#### [実施事項]
古代オリエントの年表から、「家と家がすき間なく隣接してい」を含む語句で始まり「農業が始まったと考えられる。」で終わる部分を正確に書き写してください。

前7200年頃:トルコのコンヤ高原の「チャタル ヒュユク」。灌漑農業を行い、人口は6000人を越えていたという。
 家と家がすき間なく隣接していて、道路がない。家の屋上の戸から出て、家の屋根づたいに移動したのである。家の屋根を道路として使い、街全体を城壁とした。

前7000年紀前半:メソポタミアの肥沃な三日月地帯にジャルモ遺跡などに見られる農耕文明が生まれた。

前6000年紀中頃: チグリス・ユーフラテス河の下流の沖積平野は定期的な洪水が起こる中で、潅漑農業が始まったと考えられる。

前4000年紀頃:シュメール人が最初に都市国家を形成し、メソポタミア文明を成立させた。メソポタミア地方南部の平野部で、麦類やナツメヤシの栽培、牛や羊、山羊、豚などの飼育を行い、キシュ、ウル、ウルク、ラガシュなどの最初の都市文明を生み出した。青銅器や楔形文字、多神教信仰、シュメール法典、子供や役人育成のための教育機関、最古の神話ギルガメシュ英雄叙事詩などの文化が産みだされた。
 古代オリエントは前4000年紀のシュメール人の都市国家から前330年のアケメネス朝ペルシアの滅亡までを指す。

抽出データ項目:
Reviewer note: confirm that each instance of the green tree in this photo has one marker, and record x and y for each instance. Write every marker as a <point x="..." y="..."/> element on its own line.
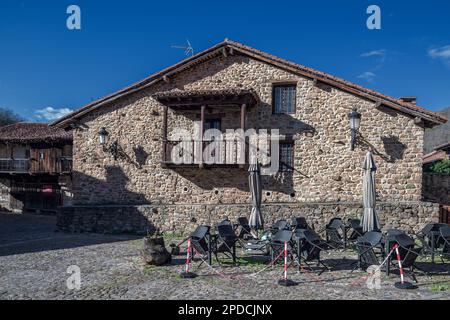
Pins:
<point x="442" y="166"/>
<point x="8" y="117"/>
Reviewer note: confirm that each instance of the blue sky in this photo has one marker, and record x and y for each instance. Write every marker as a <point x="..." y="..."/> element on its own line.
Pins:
<point x="46" y="69"/>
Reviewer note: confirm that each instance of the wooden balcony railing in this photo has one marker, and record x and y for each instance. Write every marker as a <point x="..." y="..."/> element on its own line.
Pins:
<point x="61" y="165"/>
<point x="14" y="165"/>
<point x="192" y="153"/>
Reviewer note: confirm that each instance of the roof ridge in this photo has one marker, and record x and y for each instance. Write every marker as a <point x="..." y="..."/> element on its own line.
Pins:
<point x="304" y="70"/>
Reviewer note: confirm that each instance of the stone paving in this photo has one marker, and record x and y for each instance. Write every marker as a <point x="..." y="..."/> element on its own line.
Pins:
<point x="34" y="261"/>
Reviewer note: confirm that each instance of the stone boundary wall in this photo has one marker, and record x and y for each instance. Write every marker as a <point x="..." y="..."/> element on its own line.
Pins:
<point x="409" y="216"/>
<point x="436" y="187"/>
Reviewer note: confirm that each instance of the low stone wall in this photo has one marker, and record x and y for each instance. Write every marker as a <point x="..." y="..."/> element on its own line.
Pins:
<point x="436" y="187"/>
<point x="410" y="216"/>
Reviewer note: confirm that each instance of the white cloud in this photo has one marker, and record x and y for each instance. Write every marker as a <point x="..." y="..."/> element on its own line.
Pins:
<point x="441" y="53"/>
<point x="368" y="76"/>
<point x="381" y="53"/>
<point x="50" y="114"/>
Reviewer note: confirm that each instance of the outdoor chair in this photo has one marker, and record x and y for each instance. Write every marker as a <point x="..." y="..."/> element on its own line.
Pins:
<point x="309" y="246"/>
<point x="225" y="241"/>
<point x="277" y="244"/>
<point x="279" y="225"/>
<point x="445" y="238"/>
<point x="199" y="242"/>
<point x="430" y="237"/>
<point x="334" y="233"/>
<point x="408" y="254"/>
<point x="355" y="229"/>
<point x="366" y="254"/>
<point x="299" y="223"/>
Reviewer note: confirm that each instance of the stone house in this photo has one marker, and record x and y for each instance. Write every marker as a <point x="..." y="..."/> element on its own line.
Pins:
<point x="130" y="184"/>
<point x="35" y="167"/>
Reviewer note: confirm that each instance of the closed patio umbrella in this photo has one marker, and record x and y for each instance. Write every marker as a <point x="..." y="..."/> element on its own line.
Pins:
<point x="256" y="221"/>
<point x="370" y="221"/>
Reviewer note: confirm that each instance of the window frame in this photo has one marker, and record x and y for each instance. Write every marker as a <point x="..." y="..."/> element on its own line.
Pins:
<point x="281" y="85"/>
<point x="286" y="167"/>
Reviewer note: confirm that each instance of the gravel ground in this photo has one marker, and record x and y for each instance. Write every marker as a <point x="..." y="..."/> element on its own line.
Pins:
<point x="34" y="261"/>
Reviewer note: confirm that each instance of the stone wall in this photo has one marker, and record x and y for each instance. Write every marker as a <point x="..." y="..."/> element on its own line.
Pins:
<point x="436" y="187"/>
<point x="409" y="216"/>
<point x="326" y="169"/>
<point x="5" y="196"/>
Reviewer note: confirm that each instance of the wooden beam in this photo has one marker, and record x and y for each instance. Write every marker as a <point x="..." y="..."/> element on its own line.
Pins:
<point x="202" y="131"/>
<point x="243" y="120"/>
<point x="164" y="135"/>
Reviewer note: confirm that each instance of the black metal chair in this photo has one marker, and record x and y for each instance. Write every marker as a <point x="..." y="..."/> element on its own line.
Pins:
<point x="335" y="233"/>
<point x="225" y="241"/>
<point x="279" y="225"/>
<point x="309" y="247"/>
<point x="356" y="230"/>
<point x="277" y="243"/>
<point x="243" y="228"/>
<point x="199" y="242"/>
<point x="366" y="254"/>
<point x="430" y="237"/>
<point x="408" y="254"/>
<point x="299" y="223"/>
<point x="445" y="238"/>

#### [解答]
家と家がすき間なく隣接していて、道路がない。家の屋上の戸から出て、家の屋根づたいに移動したのである。家の屋根を道路として使い、街全体を城壁とした。

前7000年紀前半:メソポタミアの肥沃な三日月地帯にジャルモ遺跡などに見られる農耕文明が生まれた。

前6000年紀中頃: チグリス・ユーフラテス河の下流の沖積平野は定期的な洪水が起こる中で、潅漑農業が始まったと考えられる。